What you are asked to do ::
The answer is a stretch of the material below, returned exactly: the line containing "# indicate one point per instance of the wheel arch", the line containing "# indicate one point per instance of the black alloy", and all lines between.
* * *
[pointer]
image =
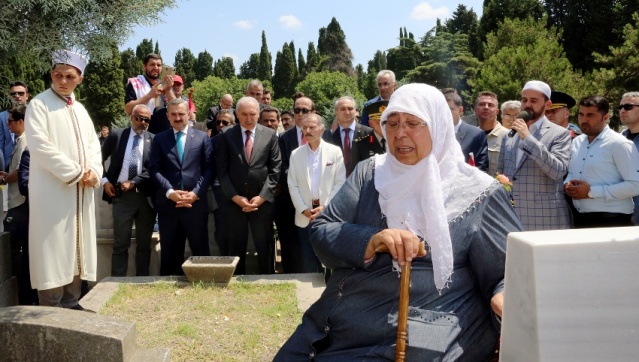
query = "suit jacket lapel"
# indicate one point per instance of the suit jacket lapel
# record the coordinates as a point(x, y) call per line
point(147, 147)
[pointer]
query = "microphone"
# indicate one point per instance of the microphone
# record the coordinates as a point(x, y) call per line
point(523, 115)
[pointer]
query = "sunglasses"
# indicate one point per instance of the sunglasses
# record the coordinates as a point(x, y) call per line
point(143, 119)
point(627, 106)
point(301, 110)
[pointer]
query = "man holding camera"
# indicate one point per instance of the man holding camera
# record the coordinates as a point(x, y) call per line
point(128, 187)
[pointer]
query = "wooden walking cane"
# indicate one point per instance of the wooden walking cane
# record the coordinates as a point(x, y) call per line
point(402, 315)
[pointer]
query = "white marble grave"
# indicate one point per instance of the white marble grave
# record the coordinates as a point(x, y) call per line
point(572, 295)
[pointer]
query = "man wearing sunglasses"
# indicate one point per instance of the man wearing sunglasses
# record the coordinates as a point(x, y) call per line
point(19, 93)
point(127, 186)
point(629, 114)
point(603, 174)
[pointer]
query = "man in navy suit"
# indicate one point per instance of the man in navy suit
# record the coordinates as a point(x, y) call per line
point(471, 138)
point(355, 140)
point(181, 167)
point(127, 185)
point(248, 165)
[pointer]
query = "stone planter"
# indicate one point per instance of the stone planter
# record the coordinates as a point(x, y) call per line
point(210, 269)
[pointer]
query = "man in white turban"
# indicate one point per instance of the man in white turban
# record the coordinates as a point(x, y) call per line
point(65, 165)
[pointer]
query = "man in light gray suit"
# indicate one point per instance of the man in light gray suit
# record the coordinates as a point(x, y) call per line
point(536, 160)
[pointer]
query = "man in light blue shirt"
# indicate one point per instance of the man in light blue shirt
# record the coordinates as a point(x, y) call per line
point(603, 174)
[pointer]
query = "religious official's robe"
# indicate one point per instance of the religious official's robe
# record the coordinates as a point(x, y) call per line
point(62, 230)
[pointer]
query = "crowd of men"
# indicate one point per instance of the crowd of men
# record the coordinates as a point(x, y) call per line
point(257, 166)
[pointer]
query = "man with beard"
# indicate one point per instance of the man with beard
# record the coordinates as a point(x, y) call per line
point(315, 175)
point(536, 160)
point(127, 185)
point(603, 175)
point(144, 88)
point(629, 114)
point(486, 110)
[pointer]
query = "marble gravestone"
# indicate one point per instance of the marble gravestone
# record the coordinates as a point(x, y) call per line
point(572, 295)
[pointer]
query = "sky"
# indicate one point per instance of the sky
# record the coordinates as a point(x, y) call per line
point(234, 28)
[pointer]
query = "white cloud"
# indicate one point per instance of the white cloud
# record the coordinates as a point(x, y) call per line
point(230, 55)
point(290, 22)
point(244, 24)
point(424, 11)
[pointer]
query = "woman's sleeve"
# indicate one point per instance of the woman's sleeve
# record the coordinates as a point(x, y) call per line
point(337, 239)
point(488, 249)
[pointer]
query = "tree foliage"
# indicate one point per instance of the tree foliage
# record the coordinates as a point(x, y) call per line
point(448, 63)
point(522, 50)
point(496, 11)
point(249, 69)
point(265, 69)
point(224, 68)
point(103, 95)
point(203, 65)
point(324, 88)
point(209, 91)
point(332, 46)
point(285, 73)
point(145, 47)
point(130, 65)
point(185, 65)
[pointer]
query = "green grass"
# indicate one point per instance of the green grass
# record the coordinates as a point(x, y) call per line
point(200, 322)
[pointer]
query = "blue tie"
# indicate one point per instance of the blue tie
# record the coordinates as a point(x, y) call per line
point(135, 156)
point(180, 146)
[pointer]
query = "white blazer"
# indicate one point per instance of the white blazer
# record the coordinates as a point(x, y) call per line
point(299, 180)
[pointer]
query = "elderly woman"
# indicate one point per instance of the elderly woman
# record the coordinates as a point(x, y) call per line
point(420, 189)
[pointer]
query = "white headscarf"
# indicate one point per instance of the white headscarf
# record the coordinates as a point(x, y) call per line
point(416, 197)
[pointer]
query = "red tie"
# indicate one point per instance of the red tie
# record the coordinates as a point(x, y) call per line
point(248, 146)
point(347, 150)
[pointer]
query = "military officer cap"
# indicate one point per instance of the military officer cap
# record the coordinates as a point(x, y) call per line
point(375, 110)
point(561, 99)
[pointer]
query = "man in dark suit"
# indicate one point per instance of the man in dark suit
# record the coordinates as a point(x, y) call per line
point(355, 140)
point(181, 167)
point(127, 185)
point(248, 166)
point(471, 139)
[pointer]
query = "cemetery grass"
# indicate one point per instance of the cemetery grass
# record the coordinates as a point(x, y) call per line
point(200, 322)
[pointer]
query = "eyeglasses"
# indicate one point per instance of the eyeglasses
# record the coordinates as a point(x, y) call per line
point(627, 106)
point(301, 110)
point(142, 119)
point(394, 125)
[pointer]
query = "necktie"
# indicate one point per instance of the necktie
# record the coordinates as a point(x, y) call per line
point(180, 146)
point(347, 150)
point(248, 146)
point(135, 156)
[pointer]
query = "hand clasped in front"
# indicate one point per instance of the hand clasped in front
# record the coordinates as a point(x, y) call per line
point(403, 245)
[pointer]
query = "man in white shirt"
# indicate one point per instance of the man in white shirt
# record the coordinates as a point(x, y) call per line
point(315, 175)
point(603, 175)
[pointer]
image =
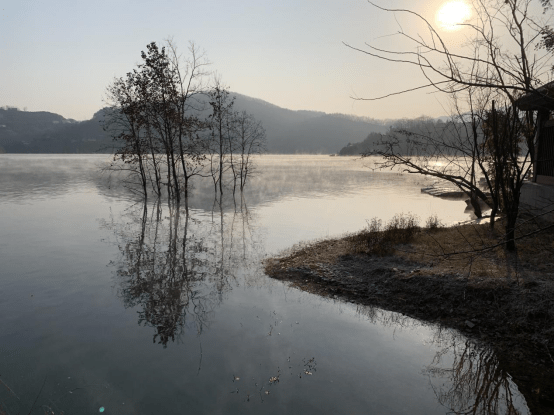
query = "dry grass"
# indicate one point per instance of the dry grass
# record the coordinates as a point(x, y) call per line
point(473, 250)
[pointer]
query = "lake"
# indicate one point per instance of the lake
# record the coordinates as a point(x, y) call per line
point(110, 305)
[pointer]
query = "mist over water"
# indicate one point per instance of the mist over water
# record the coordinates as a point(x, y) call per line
point(152, 308)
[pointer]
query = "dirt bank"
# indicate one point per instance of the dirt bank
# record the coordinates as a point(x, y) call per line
point(501, 299)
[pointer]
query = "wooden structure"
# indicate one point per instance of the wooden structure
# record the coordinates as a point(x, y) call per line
point(542, 101)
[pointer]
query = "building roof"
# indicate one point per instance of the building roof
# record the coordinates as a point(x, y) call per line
point(540, 99)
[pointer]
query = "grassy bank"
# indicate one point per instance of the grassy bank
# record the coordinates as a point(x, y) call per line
point(450, 276)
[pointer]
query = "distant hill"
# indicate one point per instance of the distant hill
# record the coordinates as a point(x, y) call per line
point(287, 131)
point(291, 131)
point(438, 128)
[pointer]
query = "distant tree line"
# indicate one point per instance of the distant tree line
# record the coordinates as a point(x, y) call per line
point(172, 125)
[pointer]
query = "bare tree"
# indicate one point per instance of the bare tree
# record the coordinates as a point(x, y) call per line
point(485, 68)
point(251, 140)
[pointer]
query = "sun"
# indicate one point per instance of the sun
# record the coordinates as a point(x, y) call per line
point(452, 14)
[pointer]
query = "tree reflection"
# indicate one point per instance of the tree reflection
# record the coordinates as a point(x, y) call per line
point(478, 383)
point(176, 266)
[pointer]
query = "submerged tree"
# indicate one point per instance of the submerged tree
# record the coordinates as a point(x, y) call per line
point(158, 102)
point(158, 115)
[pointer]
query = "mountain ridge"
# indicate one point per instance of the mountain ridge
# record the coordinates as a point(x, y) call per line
point(288, 131)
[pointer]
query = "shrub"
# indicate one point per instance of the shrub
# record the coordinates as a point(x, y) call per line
point(376, 239)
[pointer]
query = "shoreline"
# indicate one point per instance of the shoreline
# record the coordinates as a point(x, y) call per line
point(510, 311)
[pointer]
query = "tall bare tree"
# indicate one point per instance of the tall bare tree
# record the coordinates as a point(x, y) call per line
point(506, 56)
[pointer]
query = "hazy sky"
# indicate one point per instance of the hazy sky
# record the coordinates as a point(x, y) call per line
point(60, 56)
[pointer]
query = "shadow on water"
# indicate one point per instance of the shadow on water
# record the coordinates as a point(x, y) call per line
point(176, 267)
point(467, 377)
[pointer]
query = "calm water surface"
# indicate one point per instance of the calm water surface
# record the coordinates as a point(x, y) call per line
point(112, 306)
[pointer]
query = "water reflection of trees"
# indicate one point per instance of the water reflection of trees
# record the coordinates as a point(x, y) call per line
point(478, 383)
point(176, 265)
point(467, 378)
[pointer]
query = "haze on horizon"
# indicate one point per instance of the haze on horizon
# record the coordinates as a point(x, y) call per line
point(60, 56)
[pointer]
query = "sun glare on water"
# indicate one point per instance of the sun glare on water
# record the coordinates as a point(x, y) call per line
point(452, 14)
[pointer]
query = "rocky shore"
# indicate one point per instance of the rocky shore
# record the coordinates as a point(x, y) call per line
point(503, 300)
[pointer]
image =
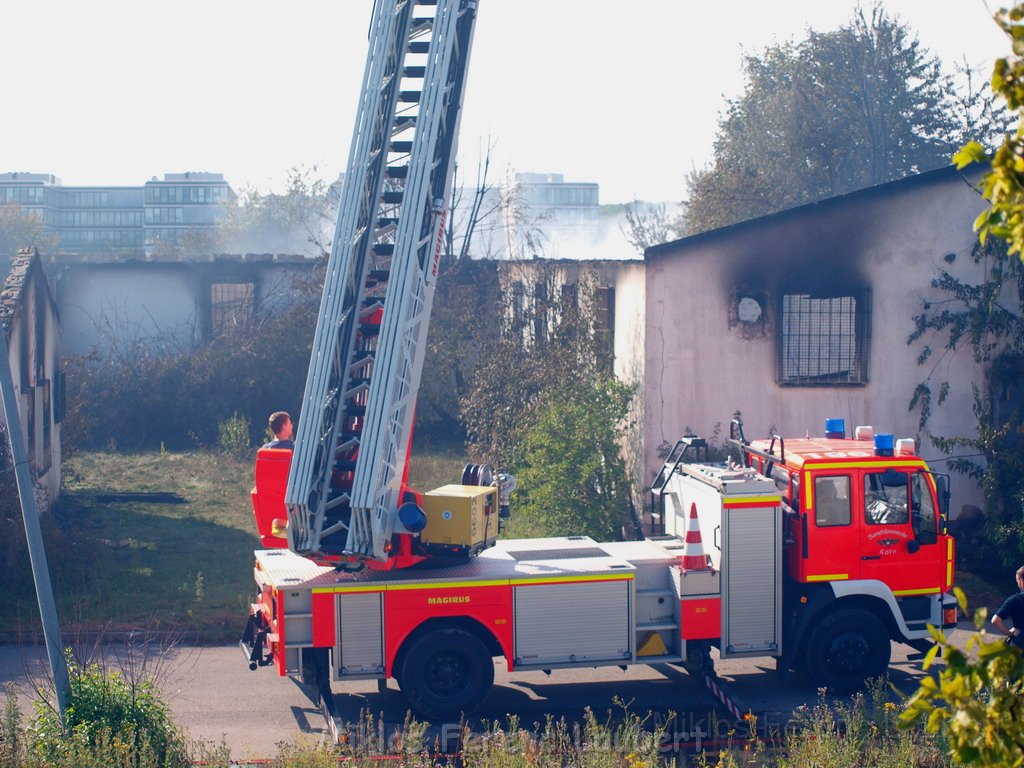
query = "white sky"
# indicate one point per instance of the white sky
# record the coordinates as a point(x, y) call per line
point(114, 92)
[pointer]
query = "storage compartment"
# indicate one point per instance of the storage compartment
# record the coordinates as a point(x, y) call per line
point(582, 624)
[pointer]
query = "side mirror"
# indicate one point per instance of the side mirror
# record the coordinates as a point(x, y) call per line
point(942, 489)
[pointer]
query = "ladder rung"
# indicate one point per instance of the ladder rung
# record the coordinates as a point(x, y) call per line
point(340, 525)
point(347, 444)
point(349, 393)
point(337, 502)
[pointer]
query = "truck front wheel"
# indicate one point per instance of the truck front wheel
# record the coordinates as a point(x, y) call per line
point(845, 648)
point(446, 673)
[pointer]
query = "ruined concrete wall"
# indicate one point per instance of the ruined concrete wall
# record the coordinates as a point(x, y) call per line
point(166, 304)
point(30, 320)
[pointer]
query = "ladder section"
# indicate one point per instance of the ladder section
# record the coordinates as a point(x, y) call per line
point(367, 357)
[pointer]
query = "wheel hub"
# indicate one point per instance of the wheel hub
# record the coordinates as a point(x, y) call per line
point(448, 674)
point(848, 652)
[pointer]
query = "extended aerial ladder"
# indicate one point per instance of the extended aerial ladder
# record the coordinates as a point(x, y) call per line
point(345, 481)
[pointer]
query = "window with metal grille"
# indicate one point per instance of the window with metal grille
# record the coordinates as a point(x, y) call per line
point(823, 340)
point(231, 306)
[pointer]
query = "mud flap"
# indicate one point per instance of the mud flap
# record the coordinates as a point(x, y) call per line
point(254, 640)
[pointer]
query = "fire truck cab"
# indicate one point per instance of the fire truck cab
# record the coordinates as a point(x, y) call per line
point(867, 559)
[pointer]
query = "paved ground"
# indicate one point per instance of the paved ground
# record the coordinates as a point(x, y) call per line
point(215, 696)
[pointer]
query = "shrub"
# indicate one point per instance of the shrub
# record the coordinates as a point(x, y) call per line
point(235, 437)
point(109, 717)
point(137, 396)
point(11, 743)
point(978, 698)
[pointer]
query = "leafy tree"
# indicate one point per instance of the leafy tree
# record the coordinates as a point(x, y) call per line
point(572, 476)
point(978, 698)
point(987, 320)
point(465, 309)
point(1004, 185)
point(649, 224)
point(840, 111)
point(299, 220)
point(550, 338)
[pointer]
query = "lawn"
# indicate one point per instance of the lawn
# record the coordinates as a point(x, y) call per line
point(160, 542)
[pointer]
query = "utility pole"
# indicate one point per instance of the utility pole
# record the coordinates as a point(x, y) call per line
point(33, 534)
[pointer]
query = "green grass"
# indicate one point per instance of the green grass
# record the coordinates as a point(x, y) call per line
point(177, 562)
point(180, 562)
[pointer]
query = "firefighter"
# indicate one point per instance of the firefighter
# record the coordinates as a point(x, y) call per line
point(281, 425)
point(1013, 608)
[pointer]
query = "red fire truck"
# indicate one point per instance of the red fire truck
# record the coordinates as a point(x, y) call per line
point(819, 553)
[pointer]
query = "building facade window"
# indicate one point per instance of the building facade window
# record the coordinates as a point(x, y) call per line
point(824, 339)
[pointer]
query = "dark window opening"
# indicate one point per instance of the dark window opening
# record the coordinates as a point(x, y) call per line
point(540, 312)
point(824, 340)
point(605, 325)
point(232, 306)
point(832, 501)
point(44, 464)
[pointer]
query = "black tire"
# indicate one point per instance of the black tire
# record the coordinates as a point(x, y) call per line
point(845, 648)
point(445, 674)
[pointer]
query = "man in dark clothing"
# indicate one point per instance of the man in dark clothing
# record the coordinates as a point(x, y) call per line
point(1013, 608)
point(281, 425)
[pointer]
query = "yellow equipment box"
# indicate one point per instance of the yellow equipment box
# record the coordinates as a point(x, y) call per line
point(461, 518)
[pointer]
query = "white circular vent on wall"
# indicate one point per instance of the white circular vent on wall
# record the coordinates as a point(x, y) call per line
point(749, 310)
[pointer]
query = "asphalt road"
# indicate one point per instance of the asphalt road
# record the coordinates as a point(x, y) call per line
point(216, 697)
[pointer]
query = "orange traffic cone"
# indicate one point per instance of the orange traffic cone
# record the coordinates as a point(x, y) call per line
point(693, 555)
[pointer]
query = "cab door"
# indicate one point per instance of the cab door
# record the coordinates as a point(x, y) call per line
point(829, 526)
point(898, 544)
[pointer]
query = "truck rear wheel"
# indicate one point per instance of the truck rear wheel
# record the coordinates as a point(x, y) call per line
point(845, 648)
point(446, 673)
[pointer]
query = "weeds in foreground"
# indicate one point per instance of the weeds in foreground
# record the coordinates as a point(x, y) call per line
point(858, 732)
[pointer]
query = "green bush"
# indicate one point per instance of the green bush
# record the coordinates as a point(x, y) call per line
point(11, 743)
point(235, 437)
point(140, 395)
point(572, 476)
point(111, 720)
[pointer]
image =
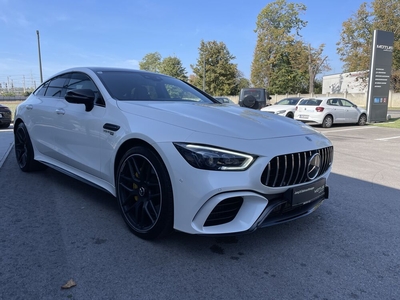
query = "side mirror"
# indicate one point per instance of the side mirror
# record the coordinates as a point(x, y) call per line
point(81, 96)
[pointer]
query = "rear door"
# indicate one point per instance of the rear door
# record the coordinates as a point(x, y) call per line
point(337, 110)
point(77, 132)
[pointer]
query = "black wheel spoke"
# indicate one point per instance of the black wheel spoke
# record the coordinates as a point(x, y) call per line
point(140, 193)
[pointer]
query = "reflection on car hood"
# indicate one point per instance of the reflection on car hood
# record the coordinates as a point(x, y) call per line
point(225, 120)
point(279, 107)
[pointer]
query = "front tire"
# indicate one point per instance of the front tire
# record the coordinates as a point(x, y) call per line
point(144, 193)
point(290, 115)
point(327, 122)
point(24, 150)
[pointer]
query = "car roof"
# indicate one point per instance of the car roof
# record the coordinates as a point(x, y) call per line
point(105, 69)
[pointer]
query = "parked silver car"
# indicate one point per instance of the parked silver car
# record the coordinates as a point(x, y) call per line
point(285, 107)
point(327, 111)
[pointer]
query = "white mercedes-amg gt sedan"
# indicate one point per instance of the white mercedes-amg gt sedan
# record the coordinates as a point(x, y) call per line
point(174, 157)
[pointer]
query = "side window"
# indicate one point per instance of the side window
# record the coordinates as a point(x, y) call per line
point(41, 90)
point(346, 103)
point(333, 102)
point(176, 92)
point(83, 81)
point(56, 86)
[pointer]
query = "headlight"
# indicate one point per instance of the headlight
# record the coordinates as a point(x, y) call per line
point(209, 158)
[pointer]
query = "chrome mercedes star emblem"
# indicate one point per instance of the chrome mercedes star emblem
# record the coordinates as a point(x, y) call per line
point(314, 165)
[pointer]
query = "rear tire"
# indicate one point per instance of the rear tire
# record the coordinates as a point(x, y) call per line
point(5, 126)
point(24, 150)
point(144, 193)
point(327, 122)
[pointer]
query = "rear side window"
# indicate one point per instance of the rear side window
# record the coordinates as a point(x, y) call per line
point(310, 102)
point(56, 86)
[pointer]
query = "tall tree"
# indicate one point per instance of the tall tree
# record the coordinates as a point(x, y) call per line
point(277, 27)
point(316, 64)
point(214, 71)
point(151, 62)
point(172, 66)
point(354, 46)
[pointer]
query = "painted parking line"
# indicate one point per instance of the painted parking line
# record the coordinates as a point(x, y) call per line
point(349, 129)
point(389, 138)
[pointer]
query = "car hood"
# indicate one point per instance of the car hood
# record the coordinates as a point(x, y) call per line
point(279, 107)
point(218, 119)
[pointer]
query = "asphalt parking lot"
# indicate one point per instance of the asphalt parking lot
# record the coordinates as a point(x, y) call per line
point(54, 228)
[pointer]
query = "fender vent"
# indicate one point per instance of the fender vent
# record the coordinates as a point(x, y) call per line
point(224, 212)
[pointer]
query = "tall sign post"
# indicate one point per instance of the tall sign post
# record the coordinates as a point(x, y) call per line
point(379, 76)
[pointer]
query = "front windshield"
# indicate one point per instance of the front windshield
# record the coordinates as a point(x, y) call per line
point(131, 85)
point(288, 101)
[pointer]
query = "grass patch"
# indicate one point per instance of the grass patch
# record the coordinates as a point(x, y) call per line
point(392, 123)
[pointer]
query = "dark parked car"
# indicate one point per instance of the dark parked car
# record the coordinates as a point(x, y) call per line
point(255, 98)
point(5, 116)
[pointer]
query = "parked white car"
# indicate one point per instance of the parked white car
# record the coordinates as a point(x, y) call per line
point(327, 111)
point(285, 107)
point(173, 156)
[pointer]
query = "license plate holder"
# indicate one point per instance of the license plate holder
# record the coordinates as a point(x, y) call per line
point(307, 193)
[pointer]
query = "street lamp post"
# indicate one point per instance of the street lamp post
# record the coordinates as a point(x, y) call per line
point(40, 58)
point(204, 76)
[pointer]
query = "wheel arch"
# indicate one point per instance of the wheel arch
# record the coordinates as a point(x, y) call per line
point(16, 123)
point(129, 144)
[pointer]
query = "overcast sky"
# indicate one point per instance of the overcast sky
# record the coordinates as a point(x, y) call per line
point(120, 33)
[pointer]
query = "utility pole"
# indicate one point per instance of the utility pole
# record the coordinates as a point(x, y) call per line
point(204, 75)
point(40, 58)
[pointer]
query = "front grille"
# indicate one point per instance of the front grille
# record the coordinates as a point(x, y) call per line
point(224, 212)
point(291, 169)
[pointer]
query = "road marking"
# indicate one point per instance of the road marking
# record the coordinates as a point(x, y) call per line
point(349, 129)
point(386, 139)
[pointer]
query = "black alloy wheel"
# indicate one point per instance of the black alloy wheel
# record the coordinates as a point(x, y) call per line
point(144, 193)
point(24, 150)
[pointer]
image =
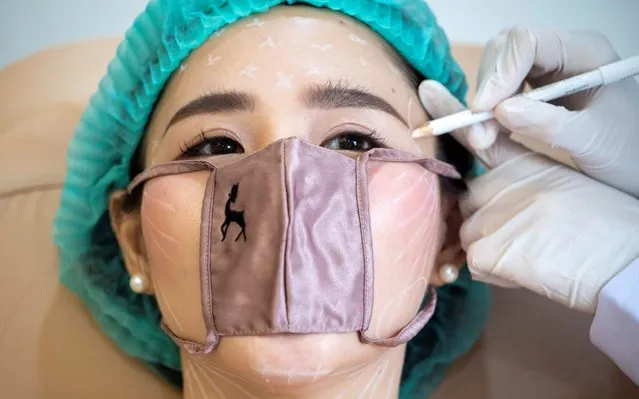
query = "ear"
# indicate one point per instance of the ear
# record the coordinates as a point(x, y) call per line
point(451, 251)
point(128, 230)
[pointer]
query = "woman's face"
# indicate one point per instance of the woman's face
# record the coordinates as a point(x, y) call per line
point(293, 71)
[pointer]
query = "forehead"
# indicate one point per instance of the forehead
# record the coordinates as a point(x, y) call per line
point(287, 47)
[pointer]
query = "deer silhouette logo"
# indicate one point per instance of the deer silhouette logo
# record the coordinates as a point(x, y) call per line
point(233, 216)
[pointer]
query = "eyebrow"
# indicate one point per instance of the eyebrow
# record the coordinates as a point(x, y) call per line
point(211, 103)
point(324, 96)
point(340, 95)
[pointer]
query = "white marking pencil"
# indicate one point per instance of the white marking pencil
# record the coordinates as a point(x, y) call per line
point(601, 76)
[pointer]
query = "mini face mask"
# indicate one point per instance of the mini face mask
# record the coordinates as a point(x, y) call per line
point(286, 243)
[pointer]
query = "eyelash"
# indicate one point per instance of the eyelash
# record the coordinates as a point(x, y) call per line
point(375, 138)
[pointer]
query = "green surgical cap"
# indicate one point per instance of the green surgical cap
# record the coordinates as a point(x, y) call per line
point(105, 140)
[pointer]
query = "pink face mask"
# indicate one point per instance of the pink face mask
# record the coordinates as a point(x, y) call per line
point(286, 242)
* * *
Your solution ::
# indicate one point per instance of the wheel arch
# record the coordinates as a point(x, y) call per line
point(16, 123)
point(129, 144)
[pointer]
query = "overcast sky"
# indicate one point per instance of the overcast sky
# record the coordinates as a point(x, y) call per line
point(120, 33)
[pointer]
query = "utility pole"
# indicate one point per instance of the utility pole
# record the coordinates as a point(x, y) call per line
point(204, 75)
point(40, 58)
[pointer]
query = "front grille"
# indicate one point per instance of the front grille
# record the coordinates as a point(x, y) call per line
point(224, 212)
point(291, 169)
[pointer]
query = "road marking"
# indicate one point per instance of the road marking
# record the coordinates as a point(x, y) call per line
point(349, 129)
point(386, 139)
[pointer]
query = "black alloy wheel"
# indicate one point per instance of the black alloy wheel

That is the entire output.